D’ailleurs, à l’heure où on enregistre cette vidéo, Instagram est en train de tester de ne plus afficher le nombre de likes sur les photos. Seule la personne qui poste pourra les voir, et seulement en appuyant sur un bouton pour demander à le voir.
Je ne sais pas vous, mais, perso, j’ai hâte qu’ils généralisent ça à tout le monde.
Un autre aspect important, c’est que la photographie se passe sur le temps long. Ce n’est pas à mettre uniquement sur le compte d’une histoire héritée de l’argentique, où il fallait attendre un certain temps avant de voir ses images, mais comme pour tous les arts majeurs, il faut du temps pour constituer un travail sérieux et cohérent.
Et ça, c’est totalement incompatible avec la précipitation vers laquelle nous pousse internet.
Et aussi, beaucoup de photographes utilisent le temps comme un outil. Cela peut juste permettre de prendre du recul sur son travail en laissant décanter les images, ou être un véritable outil créatif. C’est ce que fait Craigie Horsfield : il développe ses photographies plusieurs années après les avoir prises (parfois jusqu’à 10 ans), une pratique complètement à l’opposé de l’instantané photographique. Cela fait de ses images des créations modernes, mais aussi très influencées par le passé.
Enfin, dernier exemple et non des moindres : John Frusciante. Initialement je viens de la musique et j’ai passé une bonne décennie à la décortiquer dans tous les sens pour en revenir à la photographie un peu plus tard, et pendant tout ce temps-là, le travail de Frusciante a été, personnellement, une grande source d’inspiration.
John Frusciante a été le guitariste des RHCP de 1988 à 1992 puis de 1997 à 2008 environ. Il a finalement quitté le groupe, car il ne s’y sentait plus à sa place, pris entre le star système et une célébrité qui l’empêchait de faire ce qu’il voulait. C’est là un des revers de la médaille, il n’aimait pas l’influence que le public avait sur lui pendant les concerts, public qui le poussait à aller là où il ne voulait pas forcément aller pour le satisfaire.

Consigne | Prolongez le texte sur la photographie et le temps en reprenant juste après sa dernière phrase. Les items qui suivent proviennent d'une autre source.

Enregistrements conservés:
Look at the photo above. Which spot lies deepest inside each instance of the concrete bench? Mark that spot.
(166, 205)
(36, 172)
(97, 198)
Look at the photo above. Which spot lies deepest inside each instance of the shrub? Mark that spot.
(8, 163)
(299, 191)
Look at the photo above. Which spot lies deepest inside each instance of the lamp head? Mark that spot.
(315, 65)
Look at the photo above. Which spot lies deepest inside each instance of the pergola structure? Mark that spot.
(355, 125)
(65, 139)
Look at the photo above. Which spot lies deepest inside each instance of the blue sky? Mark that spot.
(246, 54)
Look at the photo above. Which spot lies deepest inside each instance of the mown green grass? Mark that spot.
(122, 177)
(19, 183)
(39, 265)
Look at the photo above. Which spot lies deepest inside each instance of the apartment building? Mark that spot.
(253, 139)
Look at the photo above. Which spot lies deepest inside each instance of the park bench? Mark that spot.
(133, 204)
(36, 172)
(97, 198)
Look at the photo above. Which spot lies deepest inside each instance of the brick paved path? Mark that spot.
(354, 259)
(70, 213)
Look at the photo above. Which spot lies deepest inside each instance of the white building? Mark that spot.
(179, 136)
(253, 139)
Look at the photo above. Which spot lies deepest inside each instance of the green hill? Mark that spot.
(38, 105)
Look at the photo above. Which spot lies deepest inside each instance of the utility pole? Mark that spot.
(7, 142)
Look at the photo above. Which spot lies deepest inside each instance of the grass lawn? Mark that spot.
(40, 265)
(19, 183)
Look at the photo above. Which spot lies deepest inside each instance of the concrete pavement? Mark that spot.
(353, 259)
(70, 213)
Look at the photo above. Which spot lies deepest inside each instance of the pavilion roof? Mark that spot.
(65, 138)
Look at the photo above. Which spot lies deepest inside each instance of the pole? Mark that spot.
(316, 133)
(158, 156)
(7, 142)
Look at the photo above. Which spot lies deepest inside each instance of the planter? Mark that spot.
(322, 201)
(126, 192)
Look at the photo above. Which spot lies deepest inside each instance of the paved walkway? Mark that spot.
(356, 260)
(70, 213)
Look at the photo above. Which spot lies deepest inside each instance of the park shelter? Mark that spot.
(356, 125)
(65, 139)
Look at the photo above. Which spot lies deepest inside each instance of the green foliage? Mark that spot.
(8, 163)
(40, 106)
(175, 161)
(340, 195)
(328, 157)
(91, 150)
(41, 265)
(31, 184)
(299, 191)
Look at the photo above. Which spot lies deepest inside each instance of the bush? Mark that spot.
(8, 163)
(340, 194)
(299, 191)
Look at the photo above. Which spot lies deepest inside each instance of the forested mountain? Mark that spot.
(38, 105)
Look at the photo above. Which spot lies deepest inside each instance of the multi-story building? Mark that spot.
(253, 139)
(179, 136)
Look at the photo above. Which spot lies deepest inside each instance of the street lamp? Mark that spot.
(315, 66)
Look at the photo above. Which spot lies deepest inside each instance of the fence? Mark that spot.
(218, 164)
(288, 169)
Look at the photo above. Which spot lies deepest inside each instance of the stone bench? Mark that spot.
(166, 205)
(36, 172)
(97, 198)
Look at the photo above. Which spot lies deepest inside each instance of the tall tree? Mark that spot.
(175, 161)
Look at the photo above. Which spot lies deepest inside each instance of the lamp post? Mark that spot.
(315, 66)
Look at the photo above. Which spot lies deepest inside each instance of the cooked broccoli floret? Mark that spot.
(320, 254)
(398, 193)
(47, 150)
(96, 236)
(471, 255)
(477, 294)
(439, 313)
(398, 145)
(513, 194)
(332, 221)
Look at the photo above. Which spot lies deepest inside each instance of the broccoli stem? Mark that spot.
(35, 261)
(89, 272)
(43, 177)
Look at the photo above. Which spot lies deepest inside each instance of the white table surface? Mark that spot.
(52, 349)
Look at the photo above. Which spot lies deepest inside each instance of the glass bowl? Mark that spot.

Réponse de l'exercice |
Alors, c’est un peu paradoxal venant de quelqu’un que ledit public a rendu millionnaire, et j’ai mis beaucoup de temps à le comprendre.
Mais ça se comprend, il n’a jamais fait ça pour l’argent, mais par passion pour la musique, il a choisi d’être lui-même plutôt que d’être quelqu’un qui ne sert qu’à satisfaire un public pour gagner des millions.
Prenons-en de la graine.
Conclusion
Alors, tout ça n’est pas un appel à se désinscrire de tous les réseaux sociaux dans la minute et à retourner à l’âge de pierre : y participer est parfois agréable et on y fait des rencontres ou découvertes intéressantes de temps en temps.
Il s’agit plus d’une invitation à les regarder avec un œil critique, à les prendre pour ce qu’ils sont : un outil, et non un but. Et aussi à ne pas avoir peur de claquer la porte quand ça n’a plus d’intérêt. Ne vous adaptez pas à la tendance pour plaire, il est plus important de rester soi-même avant tout.
Rappelez-vous qu’un million de personnes peuvent se tromper, et que la masse ne fait pas la raison.